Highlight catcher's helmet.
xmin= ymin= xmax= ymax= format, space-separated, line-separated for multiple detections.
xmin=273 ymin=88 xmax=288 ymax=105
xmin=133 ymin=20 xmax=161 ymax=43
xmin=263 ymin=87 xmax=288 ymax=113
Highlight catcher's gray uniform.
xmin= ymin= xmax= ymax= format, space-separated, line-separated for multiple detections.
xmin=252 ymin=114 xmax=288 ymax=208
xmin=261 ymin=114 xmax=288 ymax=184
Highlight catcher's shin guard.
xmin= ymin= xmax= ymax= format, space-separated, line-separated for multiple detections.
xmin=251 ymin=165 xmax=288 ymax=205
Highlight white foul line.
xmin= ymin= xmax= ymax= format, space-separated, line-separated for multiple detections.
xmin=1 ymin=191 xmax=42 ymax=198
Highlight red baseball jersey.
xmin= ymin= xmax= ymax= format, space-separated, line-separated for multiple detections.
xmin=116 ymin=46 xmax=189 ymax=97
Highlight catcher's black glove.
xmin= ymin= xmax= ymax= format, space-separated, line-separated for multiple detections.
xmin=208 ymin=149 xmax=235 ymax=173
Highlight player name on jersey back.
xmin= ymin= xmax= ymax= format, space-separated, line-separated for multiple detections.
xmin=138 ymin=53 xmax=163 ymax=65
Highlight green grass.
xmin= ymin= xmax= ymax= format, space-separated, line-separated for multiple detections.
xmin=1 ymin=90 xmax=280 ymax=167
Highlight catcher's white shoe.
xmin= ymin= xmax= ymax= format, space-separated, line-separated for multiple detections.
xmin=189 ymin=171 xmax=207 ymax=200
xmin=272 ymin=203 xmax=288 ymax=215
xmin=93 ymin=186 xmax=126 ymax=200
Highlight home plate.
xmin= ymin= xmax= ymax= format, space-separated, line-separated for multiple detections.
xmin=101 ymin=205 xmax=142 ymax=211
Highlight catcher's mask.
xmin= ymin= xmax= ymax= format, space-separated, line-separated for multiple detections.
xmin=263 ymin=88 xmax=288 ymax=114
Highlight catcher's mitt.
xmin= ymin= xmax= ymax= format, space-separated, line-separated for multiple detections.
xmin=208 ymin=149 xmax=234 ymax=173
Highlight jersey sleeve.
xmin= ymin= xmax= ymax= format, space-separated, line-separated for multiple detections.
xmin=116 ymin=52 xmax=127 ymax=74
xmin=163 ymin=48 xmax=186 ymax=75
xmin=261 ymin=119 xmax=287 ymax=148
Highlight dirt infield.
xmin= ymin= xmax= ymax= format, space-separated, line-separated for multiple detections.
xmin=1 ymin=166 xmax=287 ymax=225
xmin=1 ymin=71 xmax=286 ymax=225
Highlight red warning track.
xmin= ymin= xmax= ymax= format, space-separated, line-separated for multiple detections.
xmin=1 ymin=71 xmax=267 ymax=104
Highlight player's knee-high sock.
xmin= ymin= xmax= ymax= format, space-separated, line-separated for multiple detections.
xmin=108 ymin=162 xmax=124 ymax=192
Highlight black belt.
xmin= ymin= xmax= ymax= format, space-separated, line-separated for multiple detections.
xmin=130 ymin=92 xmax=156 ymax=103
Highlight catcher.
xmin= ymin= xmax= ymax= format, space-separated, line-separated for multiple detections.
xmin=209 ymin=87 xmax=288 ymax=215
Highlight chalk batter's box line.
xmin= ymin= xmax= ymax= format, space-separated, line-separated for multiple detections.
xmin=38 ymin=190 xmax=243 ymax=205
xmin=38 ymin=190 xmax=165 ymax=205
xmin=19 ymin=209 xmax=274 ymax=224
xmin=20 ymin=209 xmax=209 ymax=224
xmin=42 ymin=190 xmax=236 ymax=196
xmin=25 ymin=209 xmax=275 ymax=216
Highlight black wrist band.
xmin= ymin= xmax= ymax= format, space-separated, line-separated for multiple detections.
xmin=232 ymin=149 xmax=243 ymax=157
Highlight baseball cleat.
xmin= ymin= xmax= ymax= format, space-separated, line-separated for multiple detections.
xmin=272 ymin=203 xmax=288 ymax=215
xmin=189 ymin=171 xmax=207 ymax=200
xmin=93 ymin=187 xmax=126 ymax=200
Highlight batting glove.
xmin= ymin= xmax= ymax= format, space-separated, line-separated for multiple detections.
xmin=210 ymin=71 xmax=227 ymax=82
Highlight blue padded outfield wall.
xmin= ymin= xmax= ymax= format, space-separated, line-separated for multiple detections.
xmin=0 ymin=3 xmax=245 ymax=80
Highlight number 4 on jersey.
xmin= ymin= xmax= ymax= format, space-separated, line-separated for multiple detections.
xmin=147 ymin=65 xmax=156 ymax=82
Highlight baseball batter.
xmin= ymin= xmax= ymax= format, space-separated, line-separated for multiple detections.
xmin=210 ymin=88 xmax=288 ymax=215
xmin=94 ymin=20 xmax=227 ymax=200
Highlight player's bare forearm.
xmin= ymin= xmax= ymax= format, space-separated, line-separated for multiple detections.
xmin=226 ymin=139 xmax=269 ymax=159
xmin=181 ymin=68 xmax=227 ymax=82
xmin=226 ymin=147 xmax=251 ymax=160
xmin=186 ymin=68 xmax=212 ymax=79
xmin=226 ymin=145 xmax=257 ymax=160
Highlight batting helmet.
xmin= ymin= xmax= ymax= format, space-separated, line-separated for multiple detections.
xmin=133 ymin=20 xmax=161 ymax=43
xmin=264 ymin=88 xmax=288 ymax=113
#####
• [Problem details]: The response must repeat exactly the lines from the top of the material through the line containing "Highlight home plate.", both included, with no other output.

• [Result below]:
Highlight catcher's helmet.
xmin= ymin= xmax= ymax= format, space-separated, line-separated for multiple detections.
xmin=273 ymin=88 xmax=288 ymax=105
xmin=133 ymin=20 xmax=161 ymax=43
xmin=263 ymin=87 xmax=288 ymax=113
Highlight catcher's gray uniform.
xmin= ymin= xmax= ymax= format, space-separated, line-separated for multiple detections.
xmin=252 ymin=114 xmax=288 ymax=208
xmin=261 ymin=114 xmax=288 ymax=184
Highlight catcher's shin guard.
xmin= ymin= xmax= ymax= format, space-separated, line-separated for multiple detections.
xmin=251 ymin=165 xmax=288 ymax=205
Highlight white foul line.
xmin= ymin= xmax= ymax= format, space-separated, line-separated for multiple detections.
xmin=1 ymin=191 xmax=42 ymax=198
Highlight red baseball jersey.
xmin= ymin= xmax= ymax= format, space-separated, line-separated for multiple detections.
xmin=116 ymin=46 xmax=189 ymax=97
Highlight catcher's black glove.
xmin= ymin= xmax= ymax= format, space-separated, line-separated for multiple detections.
xmin=208 ymin=149 xmax=235 ymax=173
Highlight player name on jersey back.
xmin= ymin= xmax= ymax= format, space-separated, line-separated for multiple detections.
xmin=138 ymin=53 xmax=163 ymax=65
Highlight green grass.
xmin= ymin= xmax= ymax= format, space-separated, line-separated for multiple detections.
xmin=1 ymin=90 xmax=280 ymax=167
Highlight catcher's white shoe.
xmin= ymin= xmax= ymax= format, space-separated, line-separated for multiple detections.
xmin=189 ymin=171 xmax=207 ymax=200
xmin=272 ymin=203 xmax=288 ymax=215
xmin=93 ymin=186 xmax=126 ymax=200
Highlight home plate.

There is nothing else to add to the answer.